### Raw data
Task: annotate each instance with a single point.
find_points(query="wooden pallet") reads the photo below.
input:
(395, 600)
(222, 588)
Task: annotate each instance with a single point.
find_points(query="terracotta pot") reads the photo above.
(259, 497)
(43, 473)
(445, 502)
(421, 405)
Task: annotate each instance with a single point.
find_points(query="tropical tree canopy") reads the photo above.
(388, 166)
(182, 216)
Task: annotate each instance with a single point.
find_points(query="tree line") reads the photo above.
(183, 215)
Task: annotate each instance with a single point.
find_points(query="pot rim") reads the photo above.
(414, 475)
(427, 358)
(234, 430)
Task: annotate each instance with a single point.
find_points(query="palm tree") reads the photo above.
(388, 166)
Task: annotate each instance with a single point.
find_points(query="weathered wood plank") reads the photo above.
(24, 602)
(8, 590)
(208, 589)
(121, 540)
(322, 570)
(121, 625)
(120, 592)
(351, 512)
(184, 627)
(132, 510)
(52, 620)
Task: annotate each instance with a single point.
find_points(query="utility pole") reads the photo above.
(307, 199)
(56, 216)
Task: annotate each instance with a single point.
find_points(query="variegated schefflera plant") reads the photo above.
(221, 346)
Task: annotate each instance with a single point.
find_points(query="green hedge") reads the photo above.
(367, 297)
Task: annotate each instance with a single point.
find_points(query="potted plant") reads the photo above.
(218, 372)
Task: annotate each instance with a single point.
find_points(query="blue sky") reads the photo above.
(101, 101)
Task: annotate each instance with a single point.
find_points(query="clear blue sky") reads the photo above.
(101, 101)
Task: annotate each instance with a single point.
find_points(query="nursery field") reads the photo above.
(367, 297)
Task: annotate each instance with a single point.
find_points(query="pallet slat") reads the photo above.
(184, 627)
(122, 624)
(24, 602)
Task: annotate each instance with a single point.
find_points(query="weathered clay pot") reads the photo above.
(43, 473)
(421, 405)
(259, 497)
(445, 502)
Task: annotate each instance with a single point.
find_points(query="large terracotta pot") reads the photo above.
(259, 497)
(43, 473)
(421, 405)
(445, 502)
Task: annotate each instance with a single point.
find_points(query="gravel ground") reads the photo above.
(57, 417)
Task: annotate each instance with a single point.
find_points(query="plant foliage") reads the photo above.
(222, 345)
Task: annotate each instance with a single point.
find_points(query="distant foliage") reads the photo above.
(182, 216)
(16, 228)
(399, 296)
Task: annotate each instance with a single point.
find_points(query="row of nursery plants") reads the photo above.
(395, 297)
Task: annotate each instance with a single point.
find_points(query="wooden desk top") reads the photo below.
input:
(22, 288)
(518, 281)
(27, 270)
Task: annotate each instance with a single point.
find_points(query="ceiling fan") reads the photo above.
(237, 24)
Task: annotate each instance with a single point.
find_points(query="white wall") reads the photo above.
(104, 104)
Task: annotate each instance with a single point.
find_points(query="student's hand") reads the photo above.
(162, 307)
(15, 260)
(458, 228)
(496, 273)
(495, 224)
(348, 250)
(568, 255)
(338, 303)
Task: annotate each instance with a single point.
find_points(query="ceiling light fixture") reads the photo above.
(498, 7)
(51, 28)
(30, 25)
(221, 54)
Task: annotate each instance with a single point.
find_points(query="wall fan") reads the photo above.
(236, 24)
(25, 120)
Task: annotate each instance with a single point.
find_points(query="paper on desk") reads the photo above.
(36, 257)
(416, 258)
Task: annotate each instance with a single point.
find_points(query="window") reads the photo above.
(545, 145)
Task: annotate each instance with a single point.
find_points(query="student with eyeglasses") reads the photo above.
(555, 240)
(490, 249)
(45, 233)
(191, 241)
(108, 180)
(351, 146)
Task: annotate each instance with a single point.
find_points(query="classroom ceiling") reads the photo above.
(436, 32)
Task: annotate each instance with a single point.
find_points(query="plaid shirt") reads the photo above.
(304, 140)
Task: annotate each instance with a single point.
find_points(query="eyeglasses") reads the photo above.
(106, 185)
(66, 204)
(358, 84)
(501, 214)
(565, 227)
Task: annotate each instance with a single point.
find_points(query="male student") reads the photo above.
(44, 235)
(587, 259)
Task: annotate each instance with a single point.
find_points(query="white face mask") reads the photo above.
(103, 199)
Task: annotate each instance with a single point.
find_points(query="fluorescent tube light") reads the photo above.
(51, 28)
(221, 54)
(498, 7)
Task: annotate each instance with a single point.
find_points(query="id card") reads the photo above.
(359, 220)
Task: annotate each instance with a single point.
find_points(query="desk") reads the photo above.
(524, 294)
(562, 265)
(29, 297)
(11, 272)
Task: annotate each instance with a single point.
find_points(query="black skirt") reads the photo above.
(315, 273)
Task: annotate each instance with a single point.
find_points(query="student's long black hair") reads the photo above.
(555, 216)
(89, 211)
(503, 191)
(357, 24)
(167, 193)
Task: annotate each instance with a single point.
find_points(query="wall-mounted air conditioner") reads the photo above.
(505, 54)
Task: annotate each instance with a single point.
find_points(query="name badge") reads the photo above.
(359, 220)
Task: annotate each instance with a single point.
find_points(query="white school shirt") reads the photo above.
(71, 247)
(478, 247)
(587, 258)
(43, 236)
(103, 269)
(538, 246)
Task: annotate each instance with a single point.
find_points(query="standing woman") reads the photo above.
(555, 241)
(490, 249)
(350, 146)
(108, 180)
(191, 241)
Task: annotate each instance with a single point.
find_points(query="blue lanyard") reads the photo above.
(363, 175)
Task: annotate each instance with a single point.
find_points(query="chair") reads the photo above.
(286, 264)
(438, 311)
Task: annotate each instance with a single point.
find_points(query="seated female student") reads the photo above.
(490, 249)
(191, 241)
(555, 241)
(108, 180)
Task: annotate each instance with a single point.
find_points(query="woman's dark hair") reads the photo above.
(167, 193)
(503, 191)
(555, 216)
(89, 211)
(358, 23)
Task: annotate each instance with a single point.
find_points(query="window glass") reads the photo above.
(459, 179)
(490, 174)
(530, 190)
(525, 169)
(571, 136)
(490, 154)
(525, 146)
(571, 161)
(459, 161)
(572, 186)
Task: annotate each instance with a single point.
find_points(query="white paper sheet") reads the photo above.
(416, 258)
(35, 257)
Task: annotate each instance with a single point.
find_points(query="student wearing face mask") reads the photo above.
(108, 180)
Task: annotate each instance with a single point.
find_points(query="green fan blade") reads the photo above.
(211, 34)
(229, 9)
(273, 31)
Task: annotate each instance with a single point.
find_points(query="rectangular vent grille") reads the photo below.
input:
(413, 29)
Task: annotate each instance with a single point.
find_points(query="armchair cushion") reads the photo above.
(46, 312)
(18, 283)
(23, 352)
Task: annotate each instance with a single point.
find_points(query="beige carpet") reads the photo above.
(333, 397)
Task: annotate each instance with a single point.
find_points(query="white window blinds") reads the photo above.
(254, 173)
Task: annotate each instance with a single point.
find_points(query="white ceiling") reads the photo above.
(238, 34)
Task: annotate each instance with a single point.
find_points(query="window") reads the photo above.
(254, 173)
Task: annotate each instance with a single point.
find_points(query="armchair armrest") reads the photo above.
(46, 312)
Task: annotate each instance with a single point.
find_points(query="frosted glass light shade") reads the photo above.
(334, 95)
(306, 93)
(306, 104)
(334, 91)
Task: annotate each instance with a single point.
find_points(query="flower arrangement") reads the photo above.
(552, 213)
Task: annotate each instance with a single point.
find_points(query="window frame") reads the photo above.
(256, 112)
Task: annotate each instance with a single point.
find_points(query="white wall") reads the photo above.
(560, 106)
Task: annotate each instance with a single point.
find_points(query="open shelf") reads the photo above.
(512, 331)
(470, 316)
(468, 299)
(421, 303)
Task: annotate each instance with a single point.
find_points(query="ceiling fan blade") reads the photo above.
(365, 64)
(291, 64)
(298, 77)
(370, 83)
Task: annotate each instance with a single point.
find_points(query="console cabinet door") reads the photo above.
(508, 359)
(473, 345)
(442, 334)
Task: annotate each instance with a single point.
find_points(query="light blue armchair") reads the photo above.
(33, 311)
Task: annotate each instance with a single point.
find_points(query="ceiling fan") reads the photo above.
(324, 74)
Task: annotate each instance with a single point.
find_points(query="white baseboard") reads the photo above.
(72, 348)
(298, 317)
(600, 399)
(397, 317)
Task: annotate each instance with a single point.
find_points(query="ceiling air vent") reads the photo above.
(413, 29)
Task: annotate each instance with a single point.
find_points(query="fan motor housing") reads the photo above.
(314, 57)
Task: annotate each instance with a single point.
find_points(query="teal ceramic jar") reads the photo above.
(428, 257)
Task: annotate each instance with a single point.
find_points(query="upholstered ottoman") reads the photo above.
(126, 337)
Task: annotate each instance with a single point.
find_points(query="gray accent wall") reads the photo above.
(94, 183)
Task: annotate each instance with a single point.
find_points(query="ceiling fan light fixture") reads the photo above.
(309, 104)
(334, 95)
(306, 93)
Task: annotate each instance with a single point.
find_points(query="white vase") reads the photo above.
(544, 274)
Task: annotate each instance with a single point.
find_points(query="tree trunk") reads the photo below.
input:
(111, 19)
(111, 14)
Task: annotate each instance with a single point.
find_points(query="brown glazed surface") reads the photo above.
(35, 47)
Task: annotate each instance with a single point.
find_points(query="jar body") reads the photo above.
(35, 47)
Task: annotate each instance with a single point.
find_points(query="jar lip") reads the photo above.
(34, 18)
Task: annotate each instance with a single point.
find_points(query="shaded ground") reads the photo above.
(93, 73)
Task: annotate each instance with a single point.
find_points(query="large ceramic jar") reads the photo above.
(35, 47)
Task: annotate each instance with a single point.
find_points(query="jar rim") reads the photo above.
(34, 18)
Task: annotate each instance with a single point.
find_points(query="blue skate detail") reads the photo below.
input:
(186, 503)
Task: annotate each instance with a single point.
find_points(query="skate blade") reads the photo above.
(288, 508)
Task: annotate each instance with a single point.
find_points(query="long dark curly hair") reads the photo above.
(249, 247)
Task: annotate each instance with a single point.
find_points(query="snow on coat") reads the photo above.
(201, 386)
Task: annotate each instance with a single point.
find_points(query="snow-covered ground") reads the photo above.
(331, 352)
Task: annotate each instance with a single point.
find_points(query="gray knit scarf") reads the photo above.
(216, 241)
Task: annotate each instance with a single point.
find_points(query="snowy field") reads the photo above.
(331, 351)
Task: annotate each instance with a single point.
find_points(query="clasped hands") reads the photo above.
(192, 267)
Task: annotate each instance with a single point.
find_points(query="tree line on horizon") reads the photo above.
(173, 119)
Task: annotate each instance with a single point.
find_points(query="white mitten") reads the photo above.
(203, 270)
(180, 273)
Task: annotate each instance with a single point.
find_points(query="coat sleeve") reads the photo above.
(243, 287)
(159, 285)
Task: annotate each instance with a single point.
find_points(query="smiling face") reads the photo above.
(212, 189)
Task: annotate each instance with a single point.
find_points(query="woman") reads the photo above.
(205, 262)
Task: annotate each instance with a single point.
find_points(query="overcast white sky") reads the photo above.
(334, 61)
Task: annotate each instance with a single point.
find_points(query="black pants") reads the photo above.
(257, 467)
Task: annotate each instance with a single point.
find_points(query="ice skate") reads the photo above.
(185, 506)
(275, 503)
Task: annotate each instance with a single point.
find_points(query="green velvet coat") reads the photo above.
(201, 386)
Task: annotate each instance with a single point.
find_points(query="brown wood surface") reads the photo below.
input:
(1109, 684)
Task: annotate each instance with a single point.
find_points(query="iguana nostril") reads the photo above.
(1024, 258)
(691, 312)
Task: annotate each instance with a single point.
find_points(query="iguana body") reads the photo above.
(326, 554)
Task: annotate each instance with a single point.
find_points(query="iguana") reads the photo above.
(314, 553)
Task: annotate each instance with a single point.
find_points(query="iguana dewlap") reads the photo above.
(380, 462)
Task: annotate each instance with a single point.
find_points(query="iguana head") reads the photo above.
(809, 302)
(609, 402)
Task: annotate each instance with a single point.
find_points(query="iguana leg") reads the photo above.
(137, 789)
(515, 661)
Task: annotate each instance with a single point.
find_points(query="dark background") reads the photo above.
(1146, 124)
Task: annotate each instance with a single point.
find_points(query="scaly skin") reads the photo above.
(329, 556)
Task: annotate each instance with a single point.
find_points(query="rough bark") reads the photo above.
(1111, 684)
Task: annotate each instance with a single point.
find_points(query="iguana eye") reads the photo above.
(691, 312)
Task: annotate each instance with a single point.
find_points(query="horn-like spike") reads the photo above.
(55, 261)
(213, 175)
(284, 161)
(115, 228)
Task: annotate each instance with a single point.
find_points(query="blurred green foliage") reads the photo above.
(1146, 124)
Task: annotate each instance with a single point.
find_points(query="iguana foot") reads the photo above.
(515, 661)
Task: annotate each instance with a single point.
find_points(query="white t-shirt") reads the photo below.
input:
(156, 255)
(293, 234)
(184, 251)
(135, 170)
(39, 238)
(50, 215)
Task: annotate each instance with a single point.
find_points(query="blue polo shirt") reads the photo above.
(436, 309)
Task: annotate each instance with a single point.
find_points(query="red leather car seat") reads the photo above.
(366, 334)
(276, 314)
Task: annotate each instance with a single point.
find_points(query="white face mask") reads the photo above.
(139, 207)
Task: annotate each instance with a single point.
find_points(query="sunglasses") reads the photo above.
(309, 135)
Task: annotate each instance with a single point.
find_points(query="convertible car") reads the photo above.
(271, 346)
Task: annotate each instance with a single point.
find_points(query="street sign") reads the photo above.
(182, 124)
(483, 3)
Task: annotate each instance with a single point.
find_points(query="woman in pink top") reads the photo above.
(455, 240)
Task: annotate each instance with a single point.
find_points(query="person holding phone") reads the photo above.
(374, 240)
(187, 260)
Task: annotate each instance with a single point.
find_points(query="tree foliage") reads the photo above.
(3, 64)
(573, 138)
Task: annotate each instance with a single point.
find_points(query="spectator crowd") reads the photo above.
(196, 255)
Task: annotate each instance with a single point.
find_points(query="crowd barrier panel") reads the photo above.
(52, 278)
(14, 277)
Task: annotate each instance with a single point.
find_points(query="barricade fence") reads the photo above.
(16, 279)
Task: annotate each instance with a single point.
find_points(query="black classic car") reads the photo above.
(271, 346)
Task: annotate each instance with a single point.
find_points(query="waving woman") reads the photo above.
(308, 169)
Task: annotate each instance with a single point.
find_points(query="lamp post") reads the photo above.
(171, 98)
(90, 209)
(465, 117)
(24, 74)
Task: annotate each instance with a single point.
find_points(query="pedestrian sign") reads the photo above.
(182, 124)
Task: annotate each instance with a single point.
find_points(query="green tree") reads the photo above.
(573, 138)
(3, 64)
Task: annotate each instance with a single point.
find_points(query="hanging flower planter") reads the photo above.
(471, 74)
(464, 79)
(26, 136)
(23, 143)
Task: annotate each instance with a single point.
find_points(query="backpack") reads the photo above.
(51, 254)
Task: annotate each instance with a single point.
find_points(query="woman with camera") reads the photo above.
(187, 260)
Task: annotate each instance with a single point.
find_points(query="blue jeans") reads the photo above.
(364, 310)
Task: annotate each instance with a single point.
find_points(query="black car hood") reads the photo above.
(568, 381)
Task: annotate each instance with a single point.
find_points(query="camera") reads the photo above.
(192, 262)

### Exercise directions
Collect every line above that contains the string "surface" and copy each one in full. Treat uppercase and lowercase letters as different.

### Task response
find_points(query="brown glazed surface") reads the photo above.
find_points(query="brown wood surface") reads the photo below.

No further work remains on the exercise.